— Start of INPUT ROWS —

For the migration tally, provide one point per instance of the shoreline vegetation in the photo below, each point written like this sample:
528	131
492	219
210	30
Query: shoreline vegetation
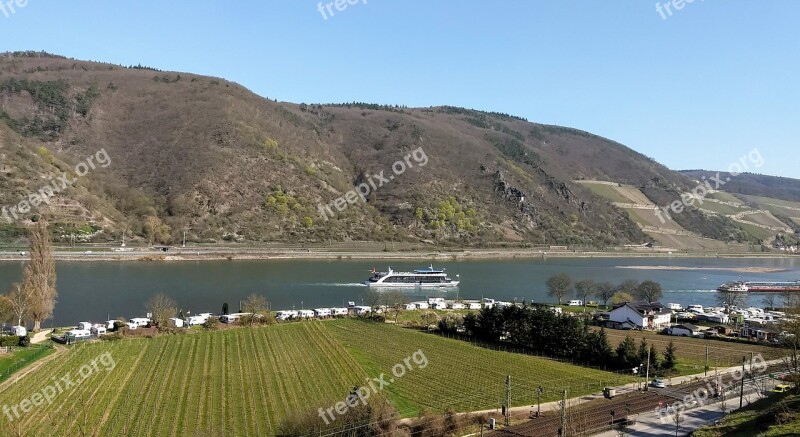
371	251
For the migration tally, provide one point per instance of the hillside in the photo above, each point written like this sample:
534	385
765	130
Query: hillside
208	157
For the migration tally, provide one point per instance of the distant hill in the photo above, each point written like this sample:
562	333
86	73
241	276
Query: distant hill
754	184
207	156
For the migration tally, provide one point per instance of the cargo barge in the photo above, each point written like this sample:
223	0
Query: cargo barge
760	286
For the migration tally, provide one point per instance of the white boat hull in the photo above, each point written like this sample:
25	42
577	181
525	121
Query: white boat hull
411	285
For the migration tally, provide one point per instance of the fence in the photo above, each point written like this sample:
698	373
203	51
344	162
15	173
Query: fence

— End of INPUT ROWS —

• _DESCRIPTION OF THE TASK_:
Please rewrite all the records, replacing "migration tally" with "survey count" everywhere and keeping everything else the same. Leave the pictures out.

• _SOLUTION TO THIS EXERCISE_:
For the survey count, provide one point per instance of the shoreline vegetation in the photo below, each point written like this sample:
528	131
492	219
210	30
Query: shoreline vegetation
371	251
For the survey count, provide one point per instance of the hillside in the photo above, each point written like this sample:
534	385
765	130
Query: hillside
208	157
For the survey count, provide one point per instance of the distant hill in the photo above, each point written like this sample:
562	333
86	73
241	276
Query: distant hill
754	184
207	156
For the survey count, provide one point per instance of the cargo barge in the photo above, each point written like this sample:
223	0
Query: cargo barge
760	286
For the survey count, provide one point per instance of the white boat hull in the photo above, each point written like this sample:
25	42
577	181
525	121
Query: white boat hull
411	285
For the survey count, provide one point per instance of the fence in the photo above, each point written like this sample:
698	373
203	51
344	162
15	173
Query: fence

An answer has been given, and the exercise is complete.